Dental age assessment has broad clinical and scientific applications. In pediatric dentistry, it supports preventive strategies, monitoring of eruption patterns, and interceptive treatment planning [13,14,15]. In orthodontics, DA contributes to identifying critical developmental phases relevant to orthopedic and orthodontic interventions, thereby optimizing treatment timing in relation to craniofacial growth [2,16,17]. In pediatrics and endocrinology, dental maturation serves as a complementary indicator for evaluating growth disorders and monitoring systemic conditions [18,19,20]. Additionally, DA estimation plays a pivotal role in forensic science for determining the age of unidentified minors and human remains [21,22], as well as in anthropology and archaeology for reconstructing growth patterns in past populations [23,24,25,26].

Numerous methods have been proposed for estimating dental age. Early approaches based on clinical tooth eruption proved unreliable due to their susceptibility to local and environmental factors, such as premature tooth loss, impaction, ankylosis, and crowding [27,28]. Consequently, radiographic assessment of tooth calcification has become the preferred approach [29,30]. Among the various radiographic methods described in the literature—including those developed by Nolla [1], Cameriere et al. [31,32,33], and Willems [32]—the method introduced by Demirjian, Goldstein, and Tanner in 1973 remains the most widely used and extensively validated worldwide in both clinical and research contexts [1,10,33,34,35].

The Demirjian method is based on the systematic evaluation of tooth calcification stages, which reflect a genetically regulated and biologically stable process less susceptible to environmental and systemic influences than tooth eruption or skeletal growth. It assesses the developmental stages (A–H) of seven permanent mandibular teeth, excluding the third molar, using panoramic radiographs. Sex-specific maturity scores are assigned to each tooth and subsequently converted into an estimated dental age [1,10,33,35]. The method’s enduring relevance in both clinical and research settings can be attributed to its methodological simplicity, clearly defined staging criteria, and high intra- and inter-observer reliability [33,34,35,36]. Consistent with established patterns of biological maturation, dental development assessed using this approach exhibits sexual dimorphism, with females generally demonstrating earlier advancement in calcification stages than males, particularly from stage Donward [37,38,39].

In its original formulation, dental age is assessed by examining the seven permanent left mandibular teeth, excluding the third molar, on panoramic radiographs. The mandibular teeth were selected due to their consistent visualization, reduced superimposition, and symmetrical development between the left and right sides of the jaw. In cases where a tooth is missing or cannot be reliably evaluated, the corresponding tooth on the contralateral side may be assessed instead, without compromising the validity of the method [40].

Each tooth is assigned one of eight discrete developmental stages, designated from A to H, based on clearly defined morphological criteria describing crown and root formation. These stages represent successive events in tooth mineralization, from the initial appearance of calcified cusps to complete root apex closure. The standardized nature of these stages facilitates high intra- and inter-observer reproducibility and allows for consistent application across different populations.

## Dataset extract
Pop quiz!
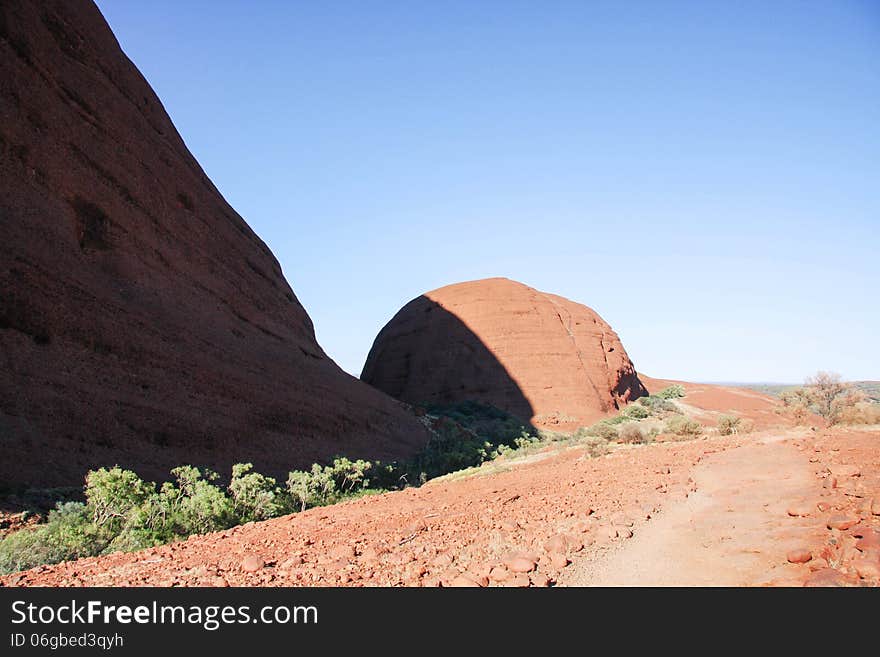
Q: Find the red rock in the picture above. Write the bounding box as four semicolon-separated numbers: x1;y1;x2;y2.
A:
786;548;813;563
361;278;646;427
529;573;552;588
611;515;635;527
550;552;571;570
856;530;880;552
431;552;453;568
827;513;859;530
504;555;536;573
804;568;849;587
241;554;264;573
544;534;568;554
449;575;480;588
596;525;617;540
330;545;355;561
504;573;532;588
0;0;430;488
787;502;814;518
828;464;862;478
852;557;880;580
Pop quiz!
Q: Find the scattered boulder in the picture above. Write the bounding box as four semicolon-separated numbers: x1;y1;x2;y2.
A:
241;554;265;573
786;548;813;563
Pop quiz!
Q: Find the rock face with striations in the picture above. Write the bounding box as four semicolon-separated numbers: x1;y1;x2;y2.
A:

## Apply what you read
A: From the passage on dental age assessment, copy the part that opens with the words containing "Dental age assessment" and closes with "past populations [23,24,25,26].".
B: According to the passage on dental age assessment, in what year did Demirjian, Goldstein, and Tanner introduce their method?
C: Pick up the passage on dental age assessment after its last sentence and continue it.

## Responses per task
A:
Dental age assessment has broad clinical and scientific applications. In pediatric dentistry, it supports preventive strategies, monitoring of eruption patterns, and interceptive treatment planning [13,14,15]. In orthodontics, DA contributes to identifying critical developmental phases relevant to orthopedic and orthodontic interventions, thereby optimizing treatment timing in relation to craniofacial growth [2,16,17]. In pediatrics and endocrinology, dental maturation serves as a complementary indicator for evaluating growth disorders and monitoring systemic conditions [18,19,20]. Additionally, DA estimation plays a pivotal role in forensic science for determining the age of unidentified minors and human remains [21,22], as well as in anthropology and archaeology for reconstructing growth patterns in past populations [23,24,25,26].

B: 1973

C:
Figure 1. Dental developmental stages (A–H) according to Demirjian. Source: Adapted from Demirjian, Goldstein, and Tanner (1973) [40].

Figure 1. Dental developmental stages (A–H) according to Demirjian. Source: Adapted from Demirjian, Goldstein, and Tanner (1973) [40].

The eight stages of dental formation are defined as follows [40]:

- Stage A: Initial crown mineralization is observed in both monoradicular and multiradicular teeth. Calcification appears as separate cusp tips without fusion bridges.

- Stage B: The mineralized cusps coalesce, forming a continuous and regularly contoured occlusal surface.

- Stage C: Enamel formation is complete at the occlusal surface; dentin mineralization begins. The pulp chamber exhibits a curved outline toward the occlusal surface.

- Stage D: Crown mineralization is complete up to the cemento-enamel junction. In monoradicular teeth, the pulp chamber assumes a well-defined shape, while in multiradicular teeth it becomes trapezoidal, with pulp horns resembling an “umbrella tip.” Initial root formation is evident.

- Stage E: In monoradicular teeth, the pulp chamber becomes more clearly contoured, and root length remains shorter than crown height. In multiradicular teeth, the beginning of bifurcation appears as a mineralized crescent.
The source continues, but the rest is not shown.